VORLIEGENDER AUSZUG:
+++
Untersuchung des MPI zum Nutzen der Vorratsdatenspeicherung
Der CCC hat ein Gutachten des Max-Planck-Instituts für ausländisches und internationales Strafrecht geleakt, das zu dem Ergebnis gelangt, dass durch das Fehlen einer Vorratsdatenspeicherung keine Schutzlücken entstehen.
Die Studie geht der Frage nach, ob es zu praktischen Problemen im Bereich der Gefahrenabwehr und Strafverfolgung kommt, wenn Telekommunikationsverkehrsdaten nicht auf Vorrat gespeichert werden.
Dass das bereits im Juli 2011 fertiggestellte Gutachten, das im Auftrag des Bundesamts für Justiz (!) erstellt worden ist, bisher nicht den Weg in die Öffentlichkeit fand, ist wenig überraschend. Denn das Ergebnis ist nicht erfreulich für die Befürworter einer Vorratsdatenspeicherung.
Eine der Schlussfolgerungen der Untersuchungen lautet:
Der Diskussion zu Nutzen und Konsequenzen der Vorratsdatenspeicherung kann entnommen werden, dass geeignete Daten, die zu einer quantitativen Überprüfung der Auswirkungen der Vorratsdatenspeicherung auf die Aufklärungsquote führen könnten, bislang nicht erfasst werden, und im Übrigen auch nicht systematisch erfasst werden sollen.
Ausweislich der Untersuchung gibt es keine Erkenntnisse über einen Nutzen der Vorratsdatenspeicherung im Bereich der Terrorbekämpfung.
Zentral erscheinen mir außerdem folgende Erkenntnisse der Untersuchung zu sein:
Betrachtet man insbesondere das Jahr 2008, in dem Vorratsdaten grundsätzlich zur Verfügung standen, so kann für keinen der hier untersuchten Deliktsbereiche eine mit der Abfrage zusammenhängende Veränderung der Aufklärungsquote im Hinblick auf das Vorjahr oder den Folgejahren 2009/2010 beobachtet werden.
Im Vergleich der Aufklärungsquoten, die in Deutschland und in der Schweiz im Jahr 2009 erzielt worden sind, lassen sich keine Hinweise darauf ableiten, dass die in der Schweiz seit etwa 10 Jahren praktizierte Vorratsdatenspeicherung zu einer systematisch höheren Aufklärung geführt hätte.
+++
DATENSÄTZE:
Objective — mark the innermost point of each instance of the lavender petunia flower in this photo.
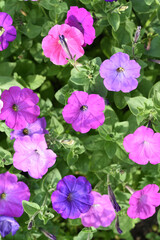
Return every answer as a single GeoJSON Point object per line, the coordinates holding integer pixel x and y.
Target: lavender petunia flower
{"type": "Point", "coordinates": [84, 111]}
{"type": "Point", "coordinates": [32, 156]}
{"type": "Point", "coordinates": [37, 127]}
{"type": "Point", "coordinates": [11, 195]}
{"type": "Point", "coordinates": [101, 212]}
{"type": "Point", "coordinates": [7, 225]}
{"type": "Point", "coordinates": [72, 197]}
{"type": "Point", "coordinates": [143, 146]}
{"type": "Point", "coordinates": [81, 19]}
{"type": "Point", "coordinates": [7, 31]}
{"type": "Point", "coordinates": [19, 107]}
{"type": "Point", "coordinates": [143, 202]}
{"type": "Point", "coordinates": [120, 73]}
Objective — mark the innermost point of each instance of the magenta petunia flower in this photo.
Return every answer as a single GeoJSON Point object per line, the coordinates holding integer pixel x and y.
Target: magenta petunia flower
{"type": "Point", "coordinates": [32, 156]}
{"type": "Point", "coordinates": [63, 42]}
{"type": "Point", "coordinates": [37, 127]}
{"type": "Point", "coordinates": [84, 111]}
{"type": "Point", "coordinates": [82, 19]}
{"type": "Point", "coordinates": [7, 31]}
{"type": "Point", "coordinates": [19, 107]}
{"type": "Point", "coordinates": [143, 146]}
{"type": "Point", "coordinates": [101, 212]}
{"type": "Point", "coordinates": [12, 193]}
{"type": "Point", "coordinates": [72, 197]}
{"type": "Point", "coordinates": [143, 202]}
{"type": "Point", "coordinates": [7, 225]}
{"type": "Point", "coordinates": [120, 73]}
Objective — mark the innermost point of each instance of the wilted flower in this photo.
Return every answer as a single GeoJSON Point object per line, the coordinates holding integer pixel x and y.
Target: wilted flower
{"type": "Point", "coordinates": [81, 19]}
{"type": "Point", "coordinates": [84, 111]}
{"type": "Point", "coordinates": [72, 197]}
{"type": "Point", "coordinates": [63, 42]}
{"type": "Point", "coordinates": [12, 193]}
{"type": "Point", "coordinates": [101, 212]}
{"type": "Point", "coordinates": [143, 146]}
{"type": "Point", "coordinates": [19, 107]}
{"type": "Point", "coordinates": [7, 225]}
{"type": "Point", "coordinates": [7, 31]}
{"type": "Point", "coordinates": [120, 73]}
{"type": "Point", "coordinates": [37, 127]}
{"type": "Point", "coordinates": [143, 202]}
{"type": "Point", "coordinates": [32, 156]}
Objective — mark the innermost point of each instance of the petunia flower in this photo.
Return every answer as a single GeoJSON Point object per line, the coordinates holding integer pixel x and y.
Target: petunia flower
{"type": "Point", "coordinates": [84, 111]}
{"type": "Point", "coordinates": [120, 73]}
{"type": "Point", "coordinates": [82, 19]}
{"type": "Point", "coordinates": [101, 212]}
{"type": "Point", "coordinates": [72, 197]}
{"type": "Point", "coordinates": [7, 31]}
{"type": "Point", "coordinates": [143, 202]}
{"type": "Point", "coordinates": [143, 146]}
{"type": "Point", "coordinates": [32, 156]}
{"type": "Point", "coordinates": [7, 225]}
{"type": "Point", "coordinates": [12, 193]}
{"type": "Point", "coordinates": [63, 42]}
{"type": "Point", "coordinates": [37, 127]}
{"type": "Point", "coordinates": [19, 107]}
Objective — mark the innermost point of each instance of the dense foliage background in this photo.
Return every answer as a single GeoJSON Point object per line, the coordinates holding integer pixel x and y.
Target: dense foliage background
{"type": "Point", "coordinates": [99, 152]}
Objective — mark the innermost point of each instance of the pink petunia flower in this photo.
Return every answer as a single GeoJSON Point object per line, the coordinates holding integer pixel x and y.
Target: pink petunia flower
{"type": "Point", "coordinates": [63, 42]}
{"type": "Point", "coordinates": [120, 73]}
{"type": "Point", "coordinates": [19, 107]}
{"type": "Point", "coordinates": [143, 202]}
{"type": "Point", "coordinates": [82, 19]}
{"type": "Point", "coordinates": [84, 111]}
{"type": "Point", "coordinates": [143, 146]}
{"type": "Point", "coordinates": [32, 156]}
{"type": "Point", "coordinates": [12, 193]}
{"type": "Point", "coordinates": [101, 212]}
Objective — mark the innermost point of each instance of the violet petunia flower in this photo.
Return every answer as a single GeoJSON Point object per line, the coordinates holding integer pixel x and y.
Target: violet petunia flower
{"type": "Point", "coordinates": [19, 107]}
{"type": "Point", "coordinates": [143, 146]}
{"type": "Point", "coordinates": [72, 197]}
{"type": "Point", "coordinates": [7, 225]}
{"type": "Point", "coordinates": [82, 19]}
{"type": "Point", "coordinates": [32, 156]}
{"type": "Point", "coordinates": [7, 31]}
{"type": "Point", "coordinates": [84, 111]}
{"type": "Point", "coordinates": [37, 127]}
{"type": "Point", "coordinates": [120, 73]}
{"type": "Point", "coordinates": [63, 42]}
{"type": "Point", "coordinates": [143, 202]}
{"type": "Point", "coordinates": [12, 193]}
{"type": "Point", "coordinates": [101, 212]}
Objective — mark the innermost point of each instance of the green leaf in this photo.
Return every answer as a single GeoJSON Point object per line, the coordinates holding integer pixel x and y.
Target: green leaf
{"type": "Point", "coordinates": [30, 207]}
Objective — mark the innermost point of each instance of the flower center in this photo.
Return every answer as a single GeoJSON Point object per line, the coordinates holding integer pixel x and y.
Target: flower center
{"type": "Point", "coordinates": [84, 108]}
{"type": "Point", "coordinates": [15, 107]}
{"type": "Point", "coordinates": [25, 131]}
{"type": "Point", "coordinates": [120, 69]}
{"type": "Point", "coordinates": [2, 30]}
{"type": "Point", "coordinates": [3, 196]}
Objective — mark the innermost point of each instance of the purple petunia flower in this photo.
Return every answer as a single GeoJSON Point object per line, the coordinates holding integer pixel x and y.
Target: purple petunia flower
{"type": "Point", "coordinates": [143, 146]}
{"type": "Point", "coordinates": [11, 195]}
{"type": "Point", "coordinates": [143, 202]}
{"type": "Point", "coordinates": [72, 197]}
{"type": "Point", "coordinates": [37, 127]}
{"type": "Point", "coordinates": [32, 156]}
{"type": "Point", "coordinates": [7, 31]}
{"type": "Point", "coordinates": [82, 19]}
{"type": "Point", "coordinates": [84, 111]}
{"type": "Point", "coordinates": [101, 212]}
{"type": "Point", "coordinates": [19, 107]}
{"type": "Point", "coordinates": [7, 225]}
{"type": "Point", "coordinates": [120, 73]}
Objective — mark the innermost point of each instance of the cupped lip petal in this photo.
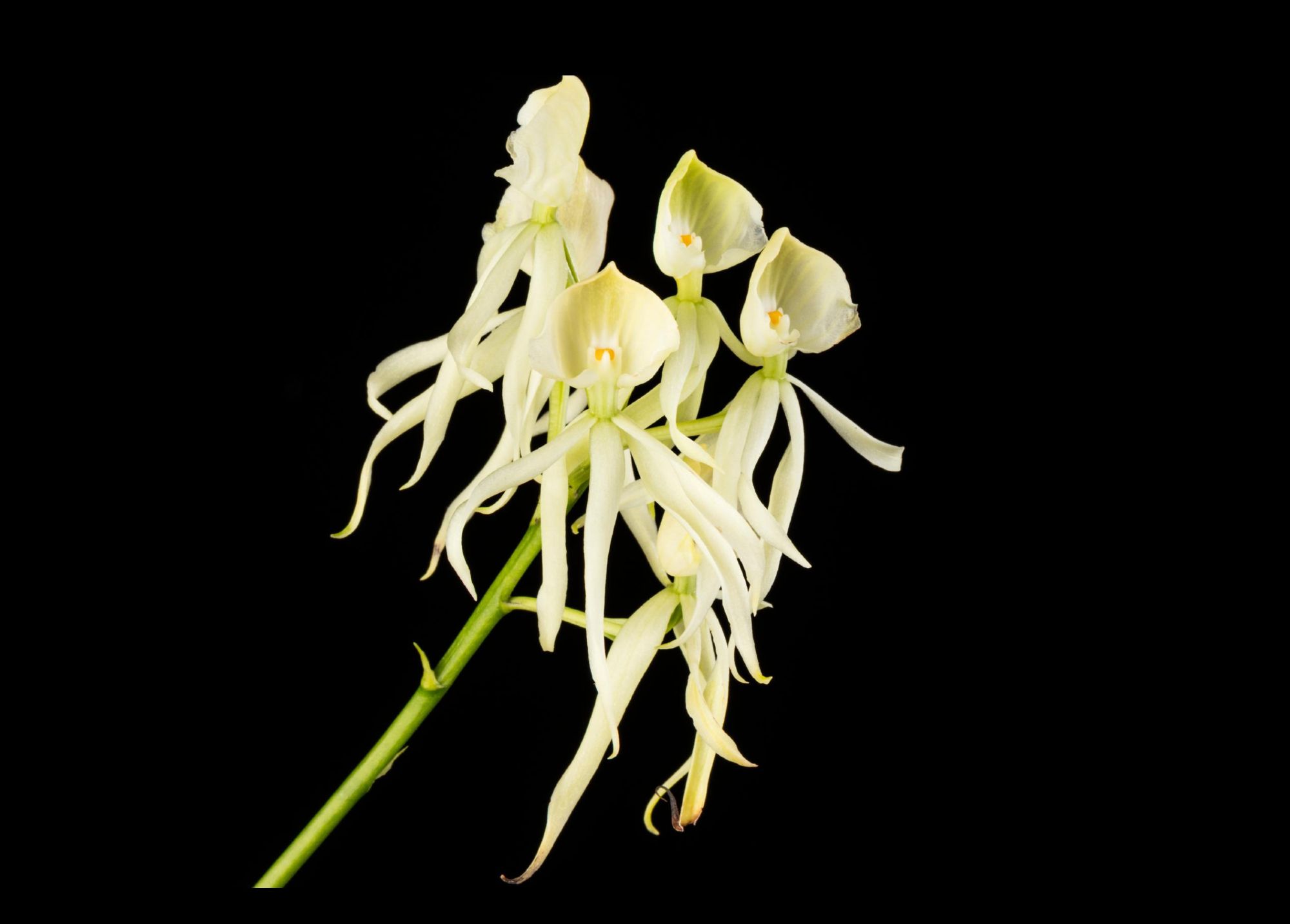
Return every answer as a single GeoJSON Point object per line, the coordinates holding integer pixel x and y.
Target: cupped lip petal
{"type": "Point", "coordinates": [806, 284]}
{"type": "Point", "coordinates": [545, 148]}
{"type": "Point", "coordinates": [608, 310]}
{"type": "Point", "coordinates": [713, 207]}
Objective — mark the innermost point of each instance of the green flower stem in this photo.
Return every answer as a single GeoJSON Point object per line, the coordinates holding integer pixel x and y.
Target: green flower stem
{"type": "Point", "coordinates": [484, 620]}
{"type": "Point", "coordinates": [704, 425]}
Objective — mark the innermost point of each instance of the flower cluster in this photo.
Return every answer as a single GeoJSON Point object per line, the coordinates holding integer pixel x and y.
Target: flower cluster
{"type": "Point", "coordinates": [571, 362]}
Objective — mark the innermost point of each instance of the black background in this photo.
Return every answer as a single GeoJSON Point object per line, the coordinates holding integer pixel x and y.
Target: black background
{"type": "Point", "coordinates": [350, 229]}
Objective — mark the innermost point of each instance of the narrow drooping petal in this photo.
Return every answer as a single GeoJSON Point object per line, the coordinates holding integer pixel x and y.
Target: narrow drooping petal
{"type": "Point", "coordinates": [555, 573]}
{"type": "Point", "coordinates": [502, 453]}
{"type": "Point", "coordinates": [883, 455]}
{"type": "Point", "coordinates": [717, 693]}
{"type": "Point", "coordinates": [417, 358]}
{"type": "Point", "coordinates": [659, 795]}
{"type": "Point", "coordinates": [799, 299]}
{"type": "Point", "coordinates": [735, 434]}
{"type": "Point", "coordinates": [490, 292]}
{"type": "Point", "coordinates": [766, 526]}
{"type": "Point", "coordinates": [789, 478]}
{"type": "Point", "coordinates": [760, 426]}
{"type": "Point", "coordinates": [629, 658]}
{"type": "Point", "coordinates": [705, 221]}
{"type": "Point", "coordinates": [714, 314]}
{"type": "Point", "coordinates": [603, 493]}
{"type": "Point", "coordinates": [677, 550]}
{"type": "Point", "coordinates": [640, 522]}
{"type": "Point", "coordinates": [549, 280]}
{"type": "Point", "coordinates": [607, 318]}
{"type": "Point", "coordinates": [508, 477]}
{"type": "Point", "coordinates": [664, 473]}
{"type": "Point", "coordinates": [545, 148]}
{"type": "Point", "coordinates": [404, 420]}
{"type": "Point", "coordinates": [677, 372]}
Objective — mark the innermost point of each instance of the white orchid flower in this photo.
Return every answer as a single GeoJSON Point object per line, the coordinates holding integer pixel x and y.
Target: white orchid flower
{"type": "Point", "coordinates": [706, 222]}
{"type": "Point", "coordinates": [608, 335]}
{"type": "Point", "coordinates": [799, 301]}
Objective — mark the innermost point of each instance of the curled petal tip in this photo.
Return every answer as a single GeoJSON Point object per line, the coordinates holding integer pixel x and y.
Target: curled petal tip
{"type": "Point", "coordinates": [434, 560]}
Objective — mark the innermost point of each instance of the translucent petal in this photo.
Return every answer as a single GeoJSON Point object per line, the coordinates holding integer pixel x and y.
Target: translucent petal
{"type": "Point", "coordinates": [545, 148]}
{"type": "Point", "coordinates": [807, 286]}
{"type": "Point", "coordinates": [883, 455]}
{"type": "Point", "coordinates": [490, 292]}
{"type": "Point", "coordinates": [508, 477]}
{"type": "Point", "coordinates": [629, 660]}
{"type": "Point", "coordinates": [603, 495]}
{"type": "Point", "coordinates": [404, 420]}
{"type": "Point", "coordinates": [417, 358]}
{"type": "Point", "coordinates": [705, 210]}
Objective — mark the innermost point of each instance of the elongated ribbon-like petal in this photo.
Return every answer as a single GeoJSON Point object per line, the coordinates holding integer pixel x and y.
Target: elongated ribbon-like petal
{"type": "Point", "coordinates": [545, 148]}
{"type": "Point", "coordinates": [490, 292]}
{"type": "Point", "coordinates": [677, 369]}
{"type": "Point", "coordinates": [408, 362]}
{"type": "Point", "coordinates": [670, 480]}
{"type": "Point", "coordinates": [555, 573]}
{"type": "Point", "coordinates": [706, 221]}
{"type": "Point", "coordinates": [549, 280]}
{"type": "Point", "coordinates": [404, 420]}
{"type": "Point", "coordinates": [717, 693]}
{"type": "Point", "coordinates": [501, 455]}
{"type": "Point", "coordinates": [637, 514]}
{"type": "Point", "coordinates": [735, 435]}
{"type": "Point", "coordinates": [603, 493]}
{"type": "Point", "coordinates": [629, 660]}
{"type": "Point", "coordinates": [883, 455]}
{"type": "Point", "coordinates": [508, 477]}
{"type": "Point", "coordinates": [789, 478]}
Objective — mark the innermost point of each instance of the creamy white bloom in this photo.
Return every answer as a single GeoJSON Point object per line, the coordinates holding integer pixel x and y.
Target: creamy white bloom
{"type": "Point", "coordinates": [706, 221]}
{"type": "Point", "coordinates": [606, 331]}
{"type": "Point", "coordinates": [585, 220]}
{"type": "Point", "coordinates": [545, 148]}
{"type": "Point", "coordinates": [798, 300]}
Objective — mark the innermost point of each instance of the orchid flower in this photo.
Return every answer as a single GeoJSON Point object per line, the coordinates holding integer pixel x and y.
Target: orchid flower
{"type": "Point", "coordinates": [706, 222]}
{"type": "Point", "coordinates": [608, 335]}
{"type": "Point", "coordinates": [637, 643]}
{"type": "Point", "coordinates": [799, 301]}
{"type": "Point", "coordinates": [553, 207]}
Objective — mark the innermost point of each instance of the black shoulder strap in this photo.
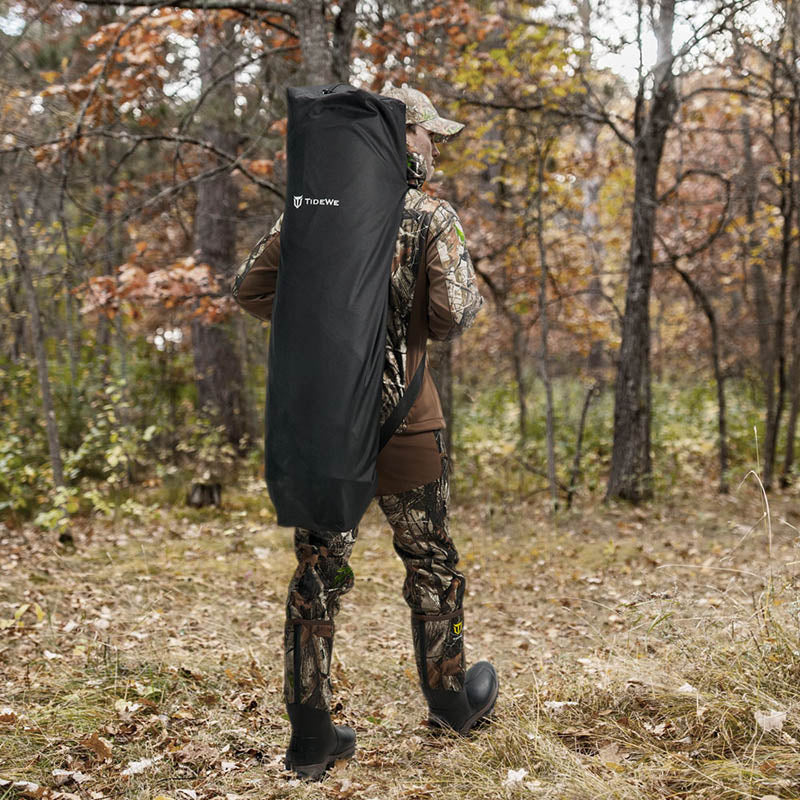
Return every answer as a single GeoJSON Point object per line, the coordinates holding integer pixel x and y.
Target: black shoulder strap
{"type": "Point", "coordinates": [400, 411]}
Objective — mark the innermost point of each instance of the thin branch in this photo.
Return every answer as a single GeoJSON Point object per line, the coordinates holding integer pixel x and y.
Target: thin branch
{"type": "Point", "coordinates": [201, 5]}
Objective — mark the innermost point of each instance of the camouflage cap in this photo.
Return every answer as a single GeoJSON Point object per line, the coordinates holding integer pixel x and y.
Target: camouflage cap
{"type": "Point", "coordinates": [420, 111]}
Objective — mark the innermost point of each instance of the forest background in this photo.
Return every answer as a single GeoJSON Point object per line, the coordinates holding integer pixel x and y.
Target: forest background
{"type": "Point", "coordinates": [628, 180]}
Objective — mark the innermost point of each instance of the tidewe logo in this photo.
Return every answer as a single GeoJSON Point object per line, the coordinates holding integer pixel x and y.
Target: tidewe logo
{"type": "Point", "coordinates": [300, 200]}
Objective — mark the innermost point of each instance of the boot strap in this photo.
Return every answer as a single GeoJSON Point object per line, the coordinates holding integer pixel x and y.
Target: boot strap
{"type": "Point", "coordinates": [437, 617]}
{"type": "Point", "coordinates": [320, 627]}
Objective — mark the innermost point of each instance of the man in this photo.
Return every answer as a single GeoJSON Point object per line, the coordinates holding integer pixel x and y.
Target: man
{"type": "Point", "coordinates": [433, 294]}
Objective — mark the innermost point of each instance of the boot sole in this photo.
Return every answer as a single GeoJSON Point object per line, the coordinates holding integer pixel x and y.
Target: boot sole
{"type": "Point", "coordinates": [315, 772]}
{"type": "Point", "coordinates": [479, 716]}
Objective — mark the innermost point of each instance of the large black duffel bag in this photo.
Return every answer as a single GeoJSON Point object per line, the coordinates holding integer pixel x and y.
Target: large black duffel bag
{"type": "Point", "coordinates": [346, 158]}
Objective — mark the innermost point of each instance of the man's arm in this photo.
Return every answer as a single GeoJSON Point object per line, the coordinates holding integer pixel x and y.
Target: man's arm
{"type": "Point", "coordinates": [253, 286]}
{"type": "Point", "coordinates": [453, 296]}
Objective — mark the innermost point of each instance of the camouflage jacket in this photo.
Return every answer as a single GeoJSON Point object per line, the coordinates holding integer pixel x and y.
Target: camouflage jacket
{"type": "Point", "coordinates": [430, 244]}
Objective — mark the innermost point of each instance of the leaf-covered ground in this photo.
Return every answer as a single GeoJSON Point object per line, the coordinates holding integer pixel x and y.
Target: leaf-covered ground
{"type": "Point", "coordinates": [650, 653]}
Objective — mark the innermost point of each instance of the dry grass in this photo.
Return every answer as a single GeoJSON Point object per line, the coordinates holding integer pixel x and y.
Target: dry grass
{"type": "Point", "coordinates": [636, 651]}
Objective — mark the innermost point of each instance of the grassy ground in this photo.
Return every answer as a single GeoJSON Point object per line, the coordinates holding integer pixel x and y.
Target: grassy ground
{"type": "Point", "coordinates": [649, 653]}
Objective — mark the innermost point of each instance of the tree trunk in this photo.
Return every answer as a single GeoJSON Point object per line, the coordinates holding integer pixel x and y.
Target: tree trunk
{"type": "Point", "coordinates": [702, 300]}
{"type": "Point", "coordinates": [518, 355]}
{"type": "Point", "coordinates": [37, 335]}
{"type": "Point", "coordinates": [218, 372]}
{"type": "Point", "coordinates": [589, 131]}
{"type": "Point", "coordinates": [794, 369]}
{"type": "Point", "coordinates": [544, 330]}
{"type": "Point", "coordinates": [631, 475]}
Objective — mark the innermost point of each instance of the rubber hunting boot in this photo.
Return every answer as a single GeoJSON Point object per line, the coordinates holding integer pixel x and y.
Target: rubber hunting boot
{"type": "Point", "coordinates": [316, 743]}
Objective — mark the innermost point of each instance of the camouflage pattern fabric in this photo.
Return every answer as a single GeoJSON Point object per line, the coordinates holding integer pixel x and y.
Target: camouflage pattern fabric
{"type": "Point", "coordinates": [426, 221]}
{"type": "Point", "coordinates": [434, 590]}
{"type": "Point", "coordinates": [451, 247]}
{"type": "Point", "coordinates": [321, 578]}
{"type": "Point", "coordinates": [409, 250]}
{"type": "Point", "coordinates": [421, 111]}
{"type": "Point", "coordinates": [254, 255]}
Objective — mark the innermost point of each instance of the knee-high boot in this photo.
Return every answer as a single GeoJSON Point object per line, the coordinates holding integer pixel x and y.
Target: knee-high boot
{"type": "Point", "coordinates": [316, 743]}
{"type": "Point", "coordinates": [457, 698]}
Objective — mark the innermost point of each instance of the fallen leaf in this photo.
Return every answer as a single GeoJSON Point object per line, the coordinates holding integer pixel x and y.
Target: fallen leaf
{"type": "Point", "coordinates": [137, 767]}
{"type": "Point", "coordinates": [770, 720]}
{"type": "Point", "coordinates": [100, 747]}
{"type": "Point", "coordinates": [558, 705]}
{"type": "Point", "coordinates": [514, 777]}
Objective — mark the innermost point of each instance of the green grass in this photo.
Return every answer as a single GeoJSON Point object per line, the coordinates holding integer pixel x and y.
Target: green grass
{"type": "Point", "coordinates": [163, 637]}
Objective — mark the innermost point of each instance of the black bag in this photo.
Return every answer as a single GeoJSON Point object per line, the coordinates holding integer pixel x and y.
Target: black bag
{"type": "Point", "coordinates": [346, 156]}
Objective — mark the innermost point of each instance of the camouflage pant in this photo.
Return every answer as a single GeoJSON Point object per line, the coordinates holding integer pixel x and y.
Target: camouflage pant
{"type": "Point", "coordinates": [433, 589]}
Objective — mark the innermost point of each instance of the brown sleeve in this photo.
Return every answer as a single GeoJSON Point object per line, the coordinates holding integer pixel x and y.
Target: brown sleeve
{"type": "Point", "coordinates": [253, 287]}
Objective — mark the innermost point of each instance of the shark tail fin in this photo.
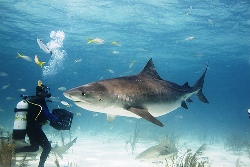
+++
ÜBUNGSAUFGABEN:
1/ In wessen Auftrag wurde das im Auszug genannte Gutachten erstellt?
2/ Geben Sie den Abschnitt des Auszugs von „Eine der Schlussfolgerungen“ bis „erfasst werden sollen.“ wortgetreu wieder.
Stützen Sie sich ausschließlich auf den Auszug.

LÖSUNGEN:
1/ Im Auftrag des Bundesamts für Justiz.

2/
Eine der Schlussfolgerungen der Untersuchungen lautet:
Der Diskussion zu Nutzen und Konsequenzen der Vorratsdatenspeicherung kann entnommen werden, dass geeignete Daten, die zu einer quantitativen Überprüfung der Auswirkungen der Vorratsdatenspeicherung auf die Aufklärungsquote führen könnten, bislang nicht erfasst werden, und im Übrigen auch nicht systematisch erfasst werden sollen.